── 材料 ──

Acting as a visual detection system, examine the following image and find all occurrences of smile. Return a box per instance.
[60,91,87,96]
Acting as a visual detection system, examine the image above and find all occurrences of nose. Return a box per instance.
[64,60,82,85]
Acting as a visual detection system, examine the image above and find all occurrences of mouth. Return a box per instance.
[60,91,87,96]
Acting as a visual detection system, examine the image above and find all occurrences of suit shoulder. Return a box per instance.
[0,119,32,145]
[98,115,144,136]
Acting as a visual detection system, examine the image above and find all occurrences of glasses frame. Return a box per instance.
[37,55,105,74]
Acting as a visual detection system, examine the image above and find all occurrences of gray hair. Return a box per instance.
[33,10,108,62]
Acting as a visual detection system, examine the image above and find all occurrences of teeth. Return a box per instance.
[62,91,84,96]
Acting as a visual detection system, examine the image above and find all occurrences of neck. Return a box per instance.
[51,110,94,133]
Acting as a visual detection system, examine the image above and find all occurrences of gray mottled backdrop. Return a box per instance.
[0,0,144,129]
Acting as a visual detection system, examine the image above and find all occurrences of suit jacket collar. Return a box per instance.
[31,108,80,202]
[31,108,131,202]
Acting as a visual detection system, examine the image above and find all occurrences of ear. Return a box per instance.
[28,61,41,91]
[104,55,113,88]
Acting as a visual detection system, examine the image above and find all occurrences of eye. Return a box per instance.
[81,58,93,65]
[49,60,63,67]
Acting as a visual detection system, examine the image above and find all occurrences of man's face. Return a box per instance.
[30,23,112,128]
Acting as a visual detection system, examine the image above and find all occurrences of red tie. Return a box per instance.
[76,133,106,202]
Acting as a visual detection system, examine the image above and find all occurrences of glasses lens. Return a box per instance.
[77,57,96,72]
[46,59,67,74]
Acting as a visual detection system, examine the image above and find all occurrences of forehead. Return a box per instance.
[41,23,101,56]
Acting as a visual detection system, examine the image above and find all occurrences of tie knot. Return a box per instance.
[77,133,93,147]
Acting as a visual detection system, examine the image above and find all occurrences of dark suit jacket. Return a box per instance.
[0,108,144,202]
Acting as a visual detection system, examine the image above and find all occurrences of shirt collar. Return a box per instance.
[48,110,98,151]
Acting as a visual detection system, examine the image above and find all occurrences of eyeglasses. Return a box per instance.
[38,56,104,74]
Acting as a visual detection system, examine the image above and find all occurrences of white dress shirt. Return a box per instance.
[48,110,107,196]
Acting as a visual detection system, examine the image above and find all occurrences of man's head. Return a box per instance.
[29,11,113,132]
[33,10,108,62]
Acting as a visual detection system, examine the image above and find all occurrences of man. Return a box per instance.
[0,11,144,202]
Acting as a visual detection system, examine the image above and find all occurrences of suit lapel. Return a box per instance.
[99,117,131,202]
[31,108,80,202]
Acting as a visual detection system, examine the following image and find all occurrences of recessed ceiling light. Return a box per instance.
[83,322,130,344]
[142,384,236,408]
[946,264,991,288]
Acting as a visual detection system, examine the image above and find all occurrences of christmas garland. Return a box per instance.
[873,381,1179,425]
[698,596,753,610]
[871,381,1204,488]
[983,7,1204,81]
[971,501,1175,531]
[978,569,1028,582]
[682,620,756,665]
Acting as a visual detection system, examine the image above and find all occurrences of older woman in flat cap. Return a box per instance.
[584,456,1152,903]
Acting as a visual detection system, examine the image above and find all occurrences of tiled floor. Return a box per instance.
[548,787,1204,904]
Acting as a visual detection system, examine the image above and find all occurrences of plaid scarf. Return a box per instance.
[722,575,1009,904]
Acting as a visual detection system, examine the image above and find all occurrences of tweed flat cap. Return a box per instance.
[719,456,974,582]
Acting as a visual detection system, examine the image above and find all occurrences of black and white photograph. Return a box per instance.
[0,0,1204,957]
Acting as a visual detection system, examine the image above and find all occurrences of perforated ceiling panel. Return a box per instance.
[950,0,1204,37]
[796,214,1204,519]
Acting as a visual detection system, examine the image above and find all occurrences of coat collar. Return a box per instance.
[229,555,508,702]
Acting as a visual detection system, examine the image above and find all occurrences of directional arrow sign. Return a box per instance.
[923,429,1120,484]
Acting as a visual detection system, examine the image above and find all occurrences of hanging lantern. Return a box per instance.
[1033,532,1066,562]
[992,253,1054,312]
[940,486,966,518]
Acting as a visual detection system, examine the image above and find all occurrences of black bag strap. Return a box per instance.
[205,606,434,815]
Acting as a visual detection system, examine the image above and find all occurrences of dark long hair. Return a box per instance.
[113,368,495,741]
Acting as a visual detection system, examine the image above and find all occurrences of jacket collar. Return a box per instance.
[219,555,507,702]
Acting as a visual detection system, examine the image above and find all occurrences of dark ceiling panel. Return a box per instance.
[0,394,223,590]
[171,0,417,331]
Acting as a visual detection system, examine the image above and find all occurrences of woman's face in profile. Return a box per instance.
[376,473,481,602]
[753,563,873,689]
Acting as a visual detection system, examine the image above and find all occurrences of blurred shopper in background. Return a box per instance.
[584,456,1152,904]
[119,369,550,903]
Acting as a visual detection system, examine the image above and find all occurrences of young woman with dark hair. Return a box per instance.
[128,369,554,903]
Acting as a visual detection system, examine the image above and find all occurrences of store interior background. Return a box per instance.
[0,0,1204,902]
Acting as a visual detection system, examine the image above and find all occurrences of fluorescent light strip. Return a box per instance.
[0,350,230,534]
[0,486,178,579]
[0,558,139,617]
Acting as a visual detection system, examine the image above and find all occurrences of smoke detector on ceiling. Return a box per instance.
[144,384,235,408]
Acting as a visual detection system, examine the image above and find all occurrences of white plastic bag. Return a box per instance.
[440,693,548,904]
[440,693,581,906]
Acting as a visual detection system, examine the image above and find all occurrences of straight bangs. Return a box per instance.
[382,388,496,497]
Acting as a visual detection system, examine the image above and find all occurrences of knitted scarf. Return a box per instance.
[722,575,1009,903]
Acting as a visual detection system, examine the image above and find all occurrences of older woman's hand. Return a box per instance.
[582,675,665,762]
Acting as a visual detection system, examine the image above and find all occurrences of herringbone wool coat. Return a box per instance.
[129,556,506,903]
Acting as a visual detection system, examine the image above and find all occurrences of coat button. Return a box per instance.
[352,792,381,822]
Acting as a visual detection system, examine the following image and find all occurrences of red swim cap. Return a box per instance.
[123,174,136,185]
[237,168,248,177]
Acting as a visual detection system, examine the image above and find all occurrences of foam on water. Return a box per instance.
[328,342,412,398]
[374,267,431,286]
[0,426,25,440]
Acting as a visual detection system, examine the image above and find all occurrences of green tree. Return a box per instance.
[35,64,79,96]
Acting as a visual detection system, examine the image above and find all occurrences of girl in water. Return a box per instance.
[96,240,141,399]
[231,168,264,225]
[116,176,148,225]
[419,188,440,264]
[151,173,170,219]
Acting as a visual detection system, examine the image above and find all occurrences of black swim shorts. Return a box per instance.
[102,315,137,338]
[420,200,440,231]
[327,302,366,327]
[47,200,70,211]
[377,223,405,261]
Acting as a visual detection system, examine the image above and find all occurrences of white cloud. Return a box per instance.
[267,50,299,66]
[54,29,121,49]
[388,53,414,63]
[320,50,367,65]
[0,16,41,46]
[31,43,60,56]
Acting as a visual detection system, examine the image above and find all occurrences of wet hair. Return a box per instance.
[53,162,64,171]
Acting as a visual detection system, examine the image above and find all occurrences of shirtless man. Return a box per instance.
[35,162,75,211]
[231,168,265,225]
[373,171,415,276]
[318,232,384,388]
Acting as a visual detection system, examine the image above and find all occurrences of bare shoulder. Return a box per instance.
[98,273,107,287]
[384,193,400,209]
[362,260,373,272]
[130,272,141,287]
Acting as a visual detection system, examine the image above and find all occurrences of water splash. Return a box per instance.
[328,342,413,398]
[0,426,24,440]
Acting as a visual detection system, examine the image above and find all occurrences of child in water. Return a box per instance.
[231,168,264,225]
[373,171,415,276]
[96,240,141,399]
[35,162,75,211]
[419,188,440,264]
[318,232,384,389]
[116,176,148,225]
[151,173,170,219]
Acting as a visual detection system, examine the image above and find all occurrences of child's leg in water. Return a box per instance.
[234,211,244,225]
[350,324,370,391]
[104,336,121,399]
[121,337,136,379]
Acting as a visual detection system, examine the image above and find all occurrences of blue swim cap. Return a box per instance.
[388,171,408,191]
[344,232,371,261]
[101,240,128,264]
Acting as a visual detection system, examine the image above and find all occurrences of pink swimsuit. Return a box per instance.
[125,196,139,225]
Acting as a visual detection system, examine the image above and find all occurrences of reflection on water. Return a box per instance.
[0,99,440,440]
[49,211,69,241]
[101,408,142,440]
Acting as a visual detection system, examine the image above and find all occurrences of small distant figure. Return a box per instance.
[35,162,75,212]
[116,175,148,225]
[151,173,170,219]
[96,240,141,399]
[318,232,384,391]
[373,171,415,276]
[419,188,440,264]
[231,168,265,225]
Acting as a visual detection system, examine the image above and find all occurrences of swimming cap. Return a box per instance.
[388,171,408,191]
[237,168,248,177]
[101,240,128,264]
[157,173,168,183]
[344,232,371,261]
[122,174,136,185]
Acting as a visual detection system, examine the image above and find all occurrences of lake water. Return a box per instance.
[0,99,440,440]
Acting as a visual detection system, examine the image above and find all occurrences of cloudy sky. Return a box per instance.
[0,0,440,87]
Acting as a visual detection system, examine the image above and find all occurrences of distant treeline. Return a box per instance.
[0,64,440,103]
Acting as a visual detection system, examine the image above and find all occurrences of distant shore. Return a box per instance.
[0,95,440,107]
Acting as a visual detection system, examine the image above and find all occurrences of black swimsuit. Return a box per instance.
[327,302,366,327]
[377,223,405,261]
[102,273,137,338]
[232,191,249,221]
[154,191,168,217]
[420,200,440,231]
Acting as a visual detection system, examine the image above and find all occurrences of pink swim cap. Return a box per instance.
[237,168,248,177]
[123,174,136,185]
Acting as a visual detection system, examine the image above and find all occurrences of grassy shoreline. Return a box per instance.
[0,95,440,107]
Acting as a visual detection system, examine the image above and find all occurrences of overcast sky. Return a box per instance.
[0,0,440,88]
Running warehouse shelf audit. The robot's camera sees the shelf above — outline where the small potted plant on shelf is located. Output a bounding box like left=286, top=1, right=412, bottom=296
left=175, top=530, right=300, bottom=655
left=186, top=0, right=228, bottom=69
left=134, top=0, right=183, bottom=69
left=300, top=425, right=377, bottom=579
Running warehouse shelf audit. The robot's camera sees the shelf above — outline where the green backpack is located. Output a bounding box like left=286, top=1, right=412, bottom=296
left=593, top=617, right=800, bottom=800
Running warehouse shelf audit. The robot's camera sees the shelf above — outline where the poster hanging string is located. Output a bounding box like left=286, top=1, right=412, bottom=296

───

任务要求
逐字照录上文条目中从含“tie. Return a box per instance.”的那一行到含“[76,133,106,202]”的那一行，首尾两行均包括在内。

任务答案
Acting as a visual detection system, examine the image above and find all occurrences of red tie. Return a box per instance.
[76,133,106,202]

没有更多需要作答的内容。